#### Referring expression data
○ ○ ○
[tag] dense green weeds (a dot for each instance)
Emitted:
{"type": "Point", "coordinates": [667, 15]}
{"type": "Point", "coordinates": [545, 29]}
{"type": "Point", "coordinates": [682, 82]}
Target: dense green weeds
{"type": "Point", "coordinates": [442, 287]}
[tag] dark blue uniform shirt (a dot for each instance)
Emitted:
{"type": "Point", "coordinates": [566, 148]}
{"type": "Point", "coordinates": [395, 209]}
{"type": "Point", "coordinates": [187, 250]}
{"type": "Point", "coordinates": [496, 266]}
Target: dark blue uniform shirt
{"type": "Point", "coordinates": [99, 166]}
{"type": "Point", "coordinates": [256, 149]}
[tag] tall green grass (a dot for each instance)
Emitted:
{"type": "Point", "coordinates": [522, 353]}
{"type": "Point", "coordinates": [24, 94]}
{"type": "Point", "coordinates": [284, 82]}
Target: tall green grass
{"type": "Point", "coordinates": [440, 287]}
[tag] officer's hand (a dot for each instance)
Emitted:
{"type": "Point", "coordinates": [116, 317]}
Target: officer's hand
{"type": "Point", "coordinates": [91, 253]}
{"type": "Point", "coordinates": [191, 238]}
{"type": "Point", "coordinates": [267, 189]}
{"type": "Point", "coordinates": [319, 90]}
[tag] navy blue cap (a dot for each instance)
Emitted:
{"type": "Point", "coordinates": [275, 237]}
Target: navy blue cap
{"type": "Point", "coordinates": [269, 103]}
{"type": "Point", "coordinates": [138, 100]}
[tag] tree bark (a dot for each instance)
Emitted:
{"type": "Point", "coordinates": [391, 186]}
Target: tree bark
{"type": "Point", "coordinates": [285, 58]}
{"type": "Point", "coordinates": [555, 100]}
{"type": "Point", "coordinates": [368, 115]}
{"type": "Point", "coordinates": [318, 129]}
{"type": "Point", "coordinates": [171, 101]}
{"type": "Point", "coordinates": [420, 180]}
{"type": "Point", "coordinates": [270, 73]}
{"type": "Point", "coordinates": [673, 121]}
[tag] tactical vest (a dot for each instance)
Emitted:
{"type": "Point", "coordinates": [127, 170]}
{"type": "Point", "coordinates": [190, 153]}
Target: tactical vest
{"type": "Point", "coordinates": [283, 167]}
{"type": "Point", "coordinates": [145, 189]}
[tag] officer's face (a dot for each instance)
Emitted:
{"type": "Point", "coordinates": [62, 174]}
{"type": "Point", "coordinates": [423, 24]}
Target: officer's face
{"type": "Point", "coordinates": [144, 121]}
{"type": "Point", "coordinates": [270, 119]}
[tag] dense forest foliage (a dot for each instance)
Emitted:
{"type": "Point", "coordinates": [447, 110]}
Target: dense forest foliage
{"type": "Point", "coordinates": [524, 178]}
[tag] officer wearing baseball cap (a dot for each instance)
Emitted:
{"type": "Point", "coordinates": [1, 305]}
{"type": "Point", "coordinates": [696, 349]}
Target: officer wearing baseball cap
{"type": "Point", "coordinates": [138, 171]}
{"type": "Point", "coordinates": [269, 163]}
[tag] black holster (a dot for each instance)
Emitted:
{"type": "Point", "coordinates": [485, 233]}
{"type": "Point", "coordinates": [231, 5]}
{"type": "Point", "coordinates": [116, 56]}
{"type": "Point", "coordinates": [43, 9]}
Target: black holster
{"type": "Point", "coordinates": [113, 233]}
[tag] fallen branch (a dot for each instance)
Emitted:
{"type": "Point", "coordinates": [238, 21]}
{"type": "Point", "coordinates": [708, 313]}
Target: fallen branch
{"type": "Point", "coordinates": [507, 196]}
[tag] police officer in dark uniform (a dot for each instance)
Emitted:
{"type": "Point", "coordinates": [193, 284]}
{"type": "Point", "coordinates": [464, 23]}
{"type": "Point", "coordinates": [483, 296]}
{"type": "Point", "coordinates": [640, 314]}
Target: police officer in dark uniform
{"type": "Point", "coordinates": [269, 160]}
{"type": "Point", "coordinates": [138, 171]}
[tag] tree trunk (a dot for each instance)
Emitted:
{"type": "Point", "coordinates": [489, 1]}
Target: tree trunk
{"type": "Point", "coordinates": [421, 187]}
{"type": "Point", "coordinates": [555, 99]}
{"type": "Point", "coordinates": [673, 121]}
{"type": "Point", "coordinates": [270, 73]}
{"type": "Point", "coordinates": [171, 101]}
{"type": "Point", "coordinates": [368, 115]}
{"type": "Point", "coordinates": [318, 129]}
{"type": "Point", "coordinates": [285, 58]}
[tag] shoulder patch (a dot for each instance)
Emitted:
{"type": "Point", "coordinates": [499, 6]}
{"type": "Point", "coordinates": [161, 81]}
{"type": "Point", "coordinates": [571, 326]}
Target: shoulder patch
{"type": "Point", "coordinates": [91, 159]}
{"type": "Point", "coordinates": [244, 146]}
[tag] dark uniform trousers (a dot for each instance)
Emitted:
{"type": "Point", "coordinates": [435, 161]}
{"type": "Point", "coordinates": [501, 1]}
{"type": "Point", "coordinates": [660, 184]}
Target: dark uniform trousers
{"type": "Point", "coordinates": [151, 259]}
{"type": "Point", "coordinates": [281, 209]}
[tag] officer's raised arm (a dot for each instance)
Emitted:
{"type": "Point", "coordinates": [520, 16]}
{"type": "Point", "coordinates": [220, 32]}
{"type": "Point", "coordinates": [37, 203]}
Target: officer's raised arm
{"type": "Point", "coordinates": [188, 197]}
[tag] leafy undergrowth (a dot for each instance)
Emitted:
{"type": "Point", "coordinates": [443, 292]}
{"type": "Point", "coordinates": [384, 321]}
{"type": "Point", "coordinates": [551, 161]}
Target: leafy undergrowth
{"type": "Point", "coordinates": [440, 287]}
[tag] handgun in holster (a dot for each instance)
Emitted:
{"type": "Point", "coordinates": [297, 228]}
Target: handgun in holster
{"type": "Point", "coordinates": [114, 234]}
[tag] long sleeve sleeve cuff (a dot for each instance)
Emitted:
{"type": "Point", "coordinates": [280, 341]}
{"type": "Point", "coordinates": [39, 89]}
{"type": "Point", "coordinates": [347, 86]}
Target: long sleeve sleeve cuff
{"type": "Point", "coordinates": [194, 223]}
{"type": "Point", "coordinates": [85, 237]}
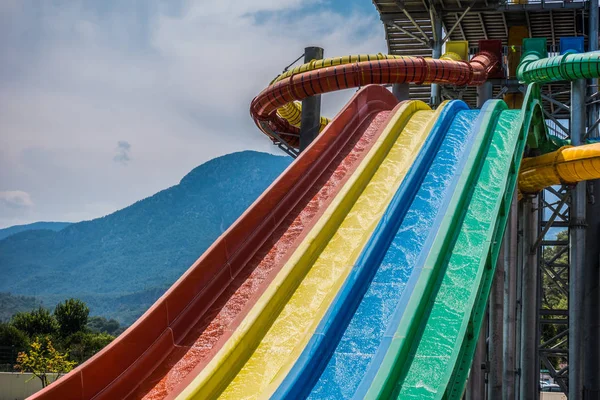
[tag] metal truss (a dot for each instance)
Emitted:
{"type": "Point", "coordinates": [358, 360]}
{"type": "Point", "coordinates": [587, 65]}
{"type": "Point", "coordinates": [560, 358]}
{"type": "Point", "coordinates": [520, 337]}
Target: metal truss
{"type": "Point", "coordinates": [553, 282]}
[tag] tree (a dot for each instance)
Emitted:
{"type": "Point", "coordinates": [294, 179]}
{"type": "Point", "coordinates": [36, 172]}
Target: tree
{"type": "Point", "coordinates": [83, 345]}
{"type": "Point", "coordinates": [102, 325]}
{"type": "Point", "coordinates": [14, 340]}
{"type": "Point", "coordinates": [72, 316]}
{"type": "Point", "coordinates": [554, 294]}
{"type": "Point", "coordinates": [42, 360]}
{"type": "Point", "coordinates": [36, 322]}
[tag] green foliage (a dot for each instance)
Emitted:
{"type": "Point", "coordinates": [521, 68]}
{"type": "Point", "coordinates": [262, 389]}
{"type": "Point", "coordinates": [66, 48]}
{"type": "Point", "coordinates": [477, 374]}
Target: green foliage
{"type": "Point", "coordinates": [554, 296]}
{"type": "Point", "coordinates": [120, 264]}
{"type": "Point", "coordinates": [11, 304]}
{"type": "Point", "coordinates": [36, 322]}
{"type": "Point", "coordinates": [43, 360]}
{"type": "Point", "coordinates": [102, 325]}
{"type": "Point", "coordinates": [72, 316]}
{"type": "Point", "coordinates": [12, 341]}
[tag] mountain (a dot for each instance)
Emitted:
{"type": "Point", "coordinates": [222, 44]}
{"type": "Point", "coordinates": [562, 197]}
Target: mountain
{"type": "Point", "coordinates": [120, 264]}
{"type": "Point", "coordinates": [52, 226]}
{"type": "Point", "coordinates": [10, 305]}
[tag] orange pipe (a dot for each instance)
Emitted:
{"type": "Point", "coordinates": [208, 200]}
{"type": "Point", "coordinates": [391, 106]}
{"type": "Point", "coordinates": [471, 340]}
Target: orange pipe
{"type": "Point", "coordinates": [419, 70]}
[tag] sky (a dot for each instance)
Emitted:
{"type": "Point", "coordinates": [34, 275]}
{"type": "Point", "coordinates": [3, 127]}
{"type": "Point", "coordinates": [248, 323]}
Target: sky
{"type": "Point", "coordinates": [103, 103]}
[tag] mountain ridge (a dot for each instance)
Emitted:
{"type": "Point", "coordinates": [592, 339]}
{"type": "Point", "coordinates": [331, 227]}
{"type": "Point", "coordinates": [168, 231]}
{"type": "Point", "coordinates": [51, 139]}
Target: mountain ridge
{"type": "Point", "coordinates": [120, 263]}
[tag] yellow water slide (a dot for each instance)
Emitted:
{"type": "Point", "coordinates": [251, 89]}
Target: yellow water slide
{"type": "Point", "coordinates": [264, 347]}
{"type": "Point", "coordinates": [567, 165]}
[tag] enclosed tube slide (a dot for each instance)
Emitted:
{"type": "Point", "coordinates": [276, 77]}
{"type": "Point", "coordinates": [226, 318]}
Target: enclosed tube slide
{"type": "Point", "coordinates": [419, 70]}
○ ○ ○
#### Work required
Would you please copy the lines above, from the one holding "Target: mountain ridge" through the last, and nothing else?

#### Task solution
Target: mountain ridge
{"type": "Point", "coordinates": [120, 263]}
[tag] yellow water slide (a dot for each instance)
Emitted:
{"type": "Point", "coordinates": [251, 89]}
Target: yellow water slide
{"type": "Point", "coordinates": [264, 347]}
{"type": "Point", "coordinates": [567, 165]}
[tag] enclosed tube slide (a dot for each instance)
Emitted:
{"type": "Point", "coordinates": [276, 77]}
{"type": "Point", "coordinates": [226, 318]}
Target: enclosed tube slide
{"type": "Point", "coordinates": [419, 70]}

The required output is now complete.